Records from a collection
---*---
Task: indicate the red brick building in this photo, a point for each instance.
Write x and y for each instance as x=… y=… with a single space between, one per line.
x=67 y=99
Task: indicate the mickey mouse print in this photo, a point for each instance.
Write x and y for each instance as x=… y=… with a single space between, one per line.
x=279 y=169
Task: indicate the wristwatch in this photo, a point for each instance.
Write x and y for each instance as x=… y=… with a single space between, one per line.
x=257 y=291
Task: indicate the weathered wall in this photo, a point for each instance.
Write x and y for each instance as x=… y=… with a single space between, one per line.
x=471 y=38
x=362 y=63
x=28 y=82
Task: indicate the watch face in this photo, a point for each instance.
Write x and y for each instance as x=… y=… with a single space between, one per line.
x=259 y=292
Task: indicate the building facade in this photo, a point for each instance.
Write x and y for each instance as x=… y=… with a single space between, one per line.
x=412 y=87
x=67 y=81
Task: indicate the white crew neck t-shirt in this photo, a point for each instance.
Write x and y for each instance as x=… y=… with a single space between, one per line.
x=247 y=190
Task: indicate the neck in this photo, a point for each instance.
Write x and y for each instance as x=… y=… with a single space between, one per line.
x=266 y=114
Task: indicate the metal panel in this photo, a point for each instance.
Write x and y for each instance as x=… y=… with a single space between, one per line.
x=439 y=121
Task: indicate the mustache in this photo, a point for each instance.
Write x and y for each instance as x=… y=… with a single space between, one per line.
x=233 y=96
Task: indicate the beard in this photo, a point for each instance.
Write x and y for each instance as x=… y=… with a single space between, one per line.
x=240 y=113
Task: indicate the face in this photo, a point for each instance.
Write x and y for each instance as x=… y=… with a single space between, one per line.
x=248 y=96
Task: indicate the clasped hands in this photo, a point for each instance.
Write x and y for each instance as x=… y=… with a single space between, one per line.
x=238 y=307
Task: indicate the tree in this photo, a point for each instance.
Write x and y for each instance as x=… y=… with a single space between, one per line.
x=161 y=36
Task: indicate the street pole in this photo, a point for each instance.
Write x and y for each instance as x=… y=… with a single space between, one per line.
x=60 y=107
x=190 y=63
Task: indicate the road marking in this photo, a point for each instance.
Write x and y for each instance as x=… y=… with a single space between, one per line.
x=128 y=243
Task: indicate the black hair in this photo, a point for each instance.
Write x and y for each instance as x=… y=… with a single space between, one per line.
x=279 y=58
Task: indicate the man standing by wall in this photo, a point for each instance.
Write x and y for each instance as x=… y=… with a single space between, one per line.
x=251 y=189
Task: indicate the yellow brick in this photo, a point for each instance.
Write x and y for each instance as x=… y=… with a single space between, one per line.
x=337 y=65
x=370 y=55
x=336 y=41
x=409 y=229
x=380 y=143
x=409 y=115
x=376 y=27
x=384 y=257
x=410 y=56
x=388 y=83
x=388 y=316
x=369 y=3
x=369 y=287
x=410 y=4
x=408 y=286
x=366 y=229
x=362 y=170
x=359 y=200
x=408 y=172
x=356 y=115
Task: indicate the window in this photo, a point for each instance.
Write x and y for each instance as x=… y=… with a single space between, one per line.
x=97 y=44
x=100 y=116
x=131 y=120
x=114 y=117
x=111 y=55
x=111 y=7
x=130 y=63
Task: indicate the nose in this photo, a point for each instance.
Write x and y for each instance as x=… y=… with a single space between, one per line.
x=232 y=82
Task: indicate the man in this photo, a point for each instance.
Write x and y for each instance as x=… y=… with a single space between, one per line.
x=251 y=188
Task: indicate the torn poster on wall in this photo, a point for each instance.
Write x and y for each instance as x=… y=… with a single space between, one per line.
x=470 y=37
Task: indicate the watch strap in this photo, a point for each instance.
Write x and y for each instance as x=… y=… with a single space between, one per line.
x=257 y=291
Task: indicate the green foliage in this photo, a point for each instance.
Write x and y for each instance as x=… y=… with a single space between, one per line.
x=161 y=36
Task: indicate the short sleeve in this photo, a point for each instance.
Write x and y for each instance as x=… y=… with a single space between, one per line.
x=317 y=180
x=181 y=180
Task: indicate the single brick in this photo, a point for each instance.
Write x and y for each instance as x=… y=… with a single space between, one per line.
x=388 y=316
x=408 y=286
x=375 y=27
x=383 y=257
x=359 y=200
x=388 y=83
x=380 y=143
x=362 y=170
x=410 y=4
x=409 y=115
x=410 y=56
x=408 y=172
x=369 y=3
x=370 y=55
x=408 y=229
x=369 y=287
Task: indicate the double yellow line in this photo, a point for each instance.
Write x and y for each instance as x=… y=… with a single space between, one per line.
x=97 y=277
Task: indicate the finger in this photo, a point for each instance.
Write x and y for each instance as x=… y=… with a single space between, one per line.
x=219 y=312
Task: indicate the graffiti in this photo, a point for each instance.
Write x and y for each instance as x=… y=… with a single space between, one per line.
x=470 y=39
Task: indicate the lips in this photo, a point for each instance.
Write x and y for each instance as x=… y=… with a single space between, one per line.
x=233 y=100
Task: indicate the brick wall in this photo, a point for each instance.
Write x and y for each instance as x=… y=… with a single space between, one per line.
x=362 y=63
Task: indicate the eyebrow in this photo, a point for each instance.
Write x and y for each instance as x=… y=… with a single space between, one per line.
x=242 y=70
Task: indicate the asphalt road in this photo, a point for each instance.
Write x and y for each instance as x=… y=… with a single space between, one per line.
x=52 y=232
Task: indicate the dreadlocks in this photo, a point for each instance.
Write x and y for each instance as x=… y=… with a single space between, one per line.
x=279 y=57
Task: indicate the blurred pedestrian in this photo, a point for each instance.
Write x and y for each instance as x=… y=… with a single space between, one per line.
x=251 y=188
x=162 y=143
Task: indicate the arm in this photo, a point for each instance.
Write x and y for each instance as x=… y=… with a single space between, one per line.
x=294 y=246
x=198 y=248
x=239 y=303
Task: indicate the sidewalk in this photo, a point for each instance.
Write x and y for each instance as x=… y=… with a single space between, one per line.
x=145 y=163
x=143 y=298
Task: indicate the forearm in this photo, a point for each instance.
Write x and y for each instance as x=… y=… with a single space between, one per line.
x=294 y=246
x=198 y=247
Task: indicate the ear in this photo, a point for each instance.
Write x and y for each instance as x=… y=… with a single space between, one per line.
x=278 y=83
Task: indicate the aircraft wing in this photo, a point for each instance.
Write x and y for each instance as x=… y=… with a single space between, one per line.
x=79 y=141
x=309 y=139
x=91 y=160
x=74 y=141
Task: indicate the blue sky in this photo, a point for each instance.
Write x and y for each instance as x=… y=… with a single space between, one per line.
---*---
> _Stated task_
Copy the entries above exactly, leaving none out.

> _Result_
Task: indicate the red brick building in this photo, a point for each instance.
Write x and y for each instance as x=… y=… with a single space between, one per line.
x=67 y=99
Task: indicate the mickey mouse print in this photo, a point for each instance.
Write x and y for each instance as x=… y=… with a single space between, one per line.
x=279 y=169
Task: indicate the wristwatch in this photo, a point for each instance.
Write x and y for each instance as x=… y=… with a single space between, one per line.
x=257 y=291
Task: indicate the weathered wall in this photo, a point for each instance.
Write x and y for each instance as x=… y=… with a single space between, one per line.
x=471 y=38
x=362 y=63
x=28 y=82
Task: indicate the watch face in this photo, a point for each instance.
Write x and y for each instance as x=… y=… with a single space between, one per line.
x=259 y=292
Task: indicate the building facade in this photo, a point for each instance.
Write x and y for each instance as x=… y=… with a single space between, one per line.
x=412 y=87
x=67 y=81
Task: indicate the white crew neck t-shirt in this photo, a point for each instance.
Write x and y for each instance as x=… y=… with a single space between, one per line.
x=247 y=190
Task: indicate the neck in this photo, a point for each instance.
Write x and y for each instance as x=… y=… with a single space between, one per line.
x=266 y=114
Task: indicate the metal panel in this photo, a point for each instance.
Write x and y for each instance as x=… y=… with a single space between, one per line.
x=439 y=121
Task: indicate the mustache in this photo, a point for each instance.
Write x and y for each instance as x=… y=… with a single space between, one per line.
x=233 y=96
Task: indicate the beard in this photo, a point for each instance.
Write x and y for each instance as x=… y=… with a single space between, one per line.
x=240 y=113
Task: indicate the face in this photo, a point for each instance.
Write x and y for each instance as x=… y=… with a single space between, one per line.
x=248 y=96
Task: indicate the clasped hands in this photo, a point for each instance.
Write x and y for each instance as x=… y=… with a single space between, one per line.
x=238 y=307
Task: indicate the tree in this photo, a point for each instance.
Write x and y for each instance as x=… y=… with a single space between, one per line.
x=161 y=36
Task: indicate the street pole in this photo, a point for each instance.
Write x and y for each instance as x=… y=… with a single space between, one per line.
x=60 y=107
x=190 y=63
Task: indicate the road marking in this photo, a point for each instance.
Write x and y for each instance as x=… y=… with a single space between, one per line.
x=128 y=243
Task: indicate the black hair in this photo, a point for each instance.
Write x and y for each instance as x=… y=… with a single space between, one per line.
x=279 y=58
Task: indicate the man standing by wall in this photo, a point for each instance.
Write x and y for each instance as x=… y=… with a single space between, one per line.
x=251 y=189
Task: indicate the yellow brick in this photo, a point for each instance.
Write x and y for each instance as x=… y=… with a single space between, one per line.
x=337 y=65
x=370 y=55
x=336 y=41
x=409 y=229
x=380 y=143
x=409 y=115
x=376 y=27
x=384 y=257
x=410 y=56
x=388 y=83
x=388 y=316
x=369 y=3
x=369 y=287
x=410 y=4
x=408 y=286
x=366 y=229
x=362 y=170
x=359 y=200
x=408 y=172
x=356 y=115
Task: indicate the window in this photo, a point for each instance.
Write x and y for each instance as x=… y=… with a single space between, one per line.
x=97 y=44
x=100 y=116
x=131 y=120
x=114 y=117
x=111 y=55
x=111 y=7
x=130 y=63
Task: indicate the nose in this photo, a point for each instance.
Write x and y for each instance as x=… y=… with a single space between, one per line.
x=232 y=82
Task: indicate the man in this photo, a point for each instance.
Write x and y for each instance as x=… y=… with a single space between, one per line.
x=251 y=188
Task: indicate the torn poster on wall in this photo, a point for each instance.
Write x and y for each instance as x=… y=… with a single space between, one per line.
x=470 y=37
Task: indicate the watch strap in this photo, a point for each instance.
Write x and y for each instance as x=… y=… with a single space between, one per line.
x=257 y=291
Task: indicate the green foliage in this photo, a point for each instance.
Write x and y for each instance as x=… y=… with a single space between, one per line.
x=161 y=36
Task: indicate the short sleeve in this photo, a point for each instance.
Write x and y for each instance as x=… y=… with a single space between, one per line.
x=317 y=180
x=181 y=180
Task: indicate the single brick in this photo, a point for each instance.
Write x and y for each instance as x=… y=… with a single space between, one per line.
x=388 y=316
x=408 y=286
x=375 y=27
x=383 y=257
x=359 y=200
x=388 y=83
x=380 y=143
x=362 y=170
x=410 y=4
x=409 y=115
x=410 y=56
x=408 y=172
x=369 y=3
x=370 y=55
x=408 y=229
x=369 y=287
Task: indicate the double yellow line in this photo, a point for each instance.
Write x and y for each instance as x=… y=… with a single space between, one per line.
x=97 y=277
Task: indicate the finger in this photo, a point for each instance.
Write x and y for each instance as x=… y=… with a single space between, one per line.
x=219 y=312
Task: indicate the graffiti in this photo, a point for each instance.
Write x and y for each instance as x=… y=… with a single space between, one per line.
x=470 y=39
Task: indicate the lips in this photo, a point for each instance.
Write x and y for each instance as x=… y=… with a single space between, one per line.
x=233 y=100
Task: indicate the brick wall in this photo, a point for each instance.
Write x and y for each instance as x=… y=… with a single space between, one per line.
x=362 y=63
Task: indicate the eyebrow in this photo, a point for each instance.
Write x and y for each instance as x=… y=… with a single space between, one per line.
x=242 y=70
Task: indicate the asphalt road in this photo, a point for each instance.
Write x and y for each instance as x=… y=… with a single space between, one per line.
x=52 y=232
Task: indicate the dreadlocks in this photo, a point for each instance.
Write x and y for each instance as x=… y=… with a single space between, one per line.
x=279 y=57
Task: indicate the blurred pedestrian in this photo, a point for each instance.
Write x and y for each instance as x=… y=… with a single space between, one per line.
x=251 y=188
x=162 y=143
Task: indicate the arm in this photo, a point for each instance.
Write x and y for each instance as x=… y=… with a single space between, one per line.
x=294 y=246
x=198 y=248
x=239 y=303
Task: indicate the sidewalk in this photo, a point for each instance.
Write x and y for each instance as x=… y=… with a single space between, one per line.
x=145 y=163
x=143 y=298
Task: indicate the forearm in this photo, a point for each instance.
Write x and y for each instance as x=… y=… with a single space between, one per line.
x=294 y=246
x=198 y=247
Task: indicate the ear in this photo, a point for each instance.
Write x and y for each instance as x=… y=… with a single space between, one per line.
x=278 y=83
Task: indicate the aircraft wing in this photo, a point for each instance.
Write x and y for each instance as x=… y=… with a single space between, one per line.
x=79 y=141
x=309 y=139
x=91 y=160
x=74 y=141
Task: indicate the blue sky in this photo, a point for each instance.
Write x and y for each instance as x=… y=… with a single space between, one per line.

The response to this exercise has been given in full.